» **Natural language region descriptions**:
[Start of section]
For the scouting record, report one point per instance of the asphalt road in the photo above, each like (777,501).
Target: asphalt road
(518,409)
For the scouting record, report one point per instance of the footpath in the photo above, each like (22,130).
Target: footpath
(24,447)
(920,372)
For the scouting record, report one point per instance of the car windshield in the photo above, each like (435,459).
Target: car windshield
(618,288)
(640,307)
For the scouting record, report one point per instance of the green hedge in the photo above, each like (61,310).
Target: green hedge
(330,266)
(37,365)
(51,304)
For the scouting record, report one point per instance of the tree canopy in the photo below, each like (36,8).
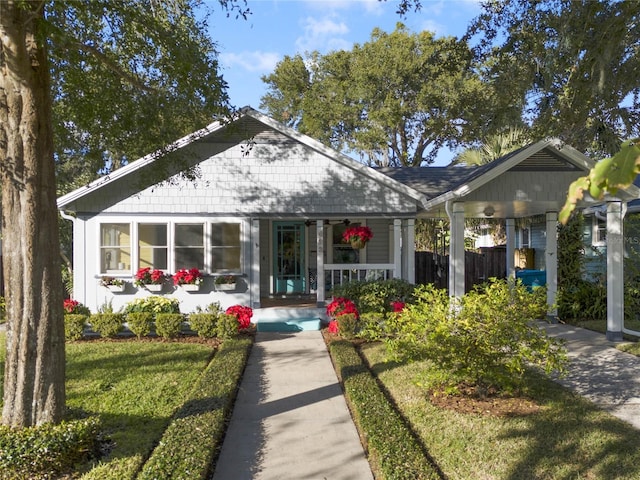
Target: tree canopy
(395,100)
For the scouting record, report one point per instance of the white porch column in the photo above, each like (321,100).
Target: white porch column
(456,250)
(551,264)
(320,292)
(615,271)
(397,248)
(510,227)
(254,275)
(410,251)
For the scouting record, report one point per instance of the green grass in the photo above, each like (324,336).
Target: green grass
(569,438)
(134,388)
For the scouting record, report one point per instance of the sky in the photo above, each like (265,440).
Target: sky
(249,49)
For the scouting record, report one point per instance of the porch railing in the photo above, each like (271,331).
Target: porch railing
(340,273)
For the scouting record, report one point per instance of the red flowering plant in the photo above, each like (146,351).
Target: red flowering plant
(242,313)
(185,276)
(357,236)
(338,307)
(74,307)
(146,276)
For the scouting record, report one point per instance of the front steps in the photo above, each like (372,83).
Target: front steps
(289,319)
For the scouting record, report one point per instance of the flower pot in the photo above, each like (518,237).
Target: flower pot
(190,287)
(357,243)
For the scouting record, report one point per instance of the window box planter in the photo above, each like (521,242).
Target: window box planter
(153,287)
(190,287)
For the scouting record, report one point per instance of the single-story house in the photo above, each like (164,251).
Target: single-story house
(255,199)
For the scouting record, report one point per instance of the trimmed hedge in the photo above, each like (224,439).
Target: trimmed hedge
(204,324)
(107,324)
(140,323)
(188,446)
(169,325)
(393,449)
(47,450)
(74,324)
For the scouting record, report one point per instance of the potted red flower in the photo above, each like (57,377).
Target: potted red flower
(189,279)
(150,279)
(357,236)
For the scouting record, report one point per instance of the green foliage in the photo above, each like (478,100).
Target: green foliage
(74,326)
(47,450)
(488,338)
(204,324)
(227,326)
(140,323)
(383,98)
(393,449)
(169,325)
(188,445)
(107,324)
(348,325)
(153,304)
(376,295)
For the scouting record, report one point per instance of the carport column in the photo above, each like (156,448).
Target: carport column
(320,293)
(456,250)
(397,248)
(551,264)
(615,272)
(254,279)
(409,249)
(510,227)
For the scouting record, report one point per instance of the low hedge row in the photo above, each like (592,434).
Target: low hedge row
(188,446)
(47,450)
(394,452)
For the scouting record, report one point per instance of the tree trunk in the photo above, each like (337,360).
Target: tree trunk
(34,370)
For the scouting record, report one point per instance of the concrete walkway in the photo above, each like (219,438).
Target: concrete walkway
(290,420)
(601,373)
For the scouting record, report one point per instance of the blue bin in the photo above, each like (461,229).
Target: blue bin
(532,278)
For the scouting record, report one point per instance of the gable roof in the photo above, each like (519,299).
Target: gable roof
(236,130)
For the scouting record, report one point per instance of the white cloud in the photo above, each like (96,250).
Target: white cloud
(256,61)
(323,34)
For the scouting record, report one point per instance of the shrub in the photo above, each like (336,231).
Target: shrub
(169,325)
(71,306)
(153,304)
(204,324)
(392,447)
(376,295)
(107,324)
(47,450)
(140,323)
(487,338)
(227,326)
(348,325)
(74,326)
(188,446)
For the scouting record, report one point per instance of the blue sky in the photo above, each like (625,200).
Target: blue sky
(251,48)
[End of section]
» **WORK ORDER**:
Since the pictures are not wanted, set down only the rest of each record, exactly as above.

» **EXERCISE ANSWER**:
For the scouting record, report one point per instance of the asphalt road in the photo above, each like (777,501).
Target: asphalt road
(518,409)
For the scouting record, report one point per instance of the footpath in the photo above, each like (22,130).
Target: footpath
(24,447)
(920,372)
For the scouting record, report one point per instance of the car windshield in the photo above, each like (435,459).
Target: car windshield
(618,288)
(640,307)
For the scouting record, report one point per instance of the green hedge in the photo above, each like (61,310).
Target: green hedge
(330,266)
(37,365)
(51,304)
For the scouting record, report one point per instance of the tree canopy in the photo below, each like (36,8).
Target: tree canopy
(395,100)
For the scouting record, report one point per instance of the white porch column in the photo above, each like (321,100).
Target: white porch column
(456,250)
(551,264)
(320,292)
(615,271)
(397,248)
(510,227)
(254,275)
(410,251)
For the scouting record, report one point per instance of the green grass in the photo above, each like (324,336).
Target: green grass
(569,438)
(134,388)
For the scouting record, report one point per instance of the sky in the photo above, each like (265,440).
Target: sky
(249,49)
For the scouting record, report one point per instance of the porch railing in the photo above, each like (271,331).
Target: porch railing
(340,273)
For the scouting record, report one point per instance of the red flowering plant in the photo above, each like (146,351).
Target: red flowering plant
(242,313)
(185,276)
(357,236)
(338,307)
(74,307)
(146,276)
For the scouting record, report one point per instance of the front steps in the photo above, each like (372,83).
Target: front steps
(289,319)
For the scouting record, report one point per instance of the flower pot in the photo above, each like (518,237).
Target: flower pot
(190,287)
(357,243)
For the scouting record, report one point per instance of the window box planter in the photo above, each like (521,242).
Target: window box planter
(153,287)
(190,287)
For the scouting record, report one point per instance of the single-story house in the photo above, each like (164,251).
Target: single-story house
(255,199)
For the scouting record, report one point per instance of the trimmed hedge in the photo above, each like (224,439).
Target: trimmed hedge
(204,324)
(107,324)
(140,323)
(188,446)
(169,325)
(393,449)
(47,450)
(74,324)
For the scouting record, report one point per instance of the potted red flower in the photo above, each like (57,377).
Target: potted red flower
(189,279)
(150,279)
(357,236)
For the scouting record, report one point per instance of the green foliage in the photo above, each like (478,100).
Target: green foliage
(74,326)
(47,450)
(488,338)
(204,324)
(227,326)
(140,323)
(383,98)
(393,449)
(169,325)
(188,445)
(107,324)
(348,325)
(153,304)
(376,295)
For the scouting record, report one point per instance of the carport column in the photo above, each like (156,448).
Target: carport column
(320,293)
(456,250)
(397,248)
(551,264)
(615,272)
(254,279)
(409,249)
(510,227)
For the scouting record, report one point per instance of the low hedge row in the photo above, each like (592,434).
Target: low hedge row
(188,446)
(47,450)
(394,452)
For the scouting record, report one point per instance of the tree trunk in the photo above, each like (337,360).
Target: tree trunk
(34,370)
For the scouting record, report one point per instance of the concrete walkway in the photo above, each like (219,438).
Target: concrete walkway
(290,420)
(601,373)
For the scouting record, report one point per instance of the blue bin in the photo above, each like (461,229).
Target: blue bin
(532,278)
For the scouting record, report one point per instance of the gable roof in the photo above, each like (519,299).
Target: gable roof
(236,130)
For the scouting record, report one point per instance of the white cloud in the photo above, each like (96,250).
Target: white cloud
(256,61)
(323,34)
For the scouting record, report one point per instance of the shrub in the photo above, each like (336,231).
Target: shrub
(169,325)
(71,306)
(153,304)
(204,324)
(392,447)
(376,295)
(107,324)
(47,450)
(140,323)
(487,338)
(227,326)
(348,325)
(74,326)
(188,446)
For the scouting record, report one point per instance of the blue sky in the photo above, each like (625,200).
Target: blue sky
(251,48)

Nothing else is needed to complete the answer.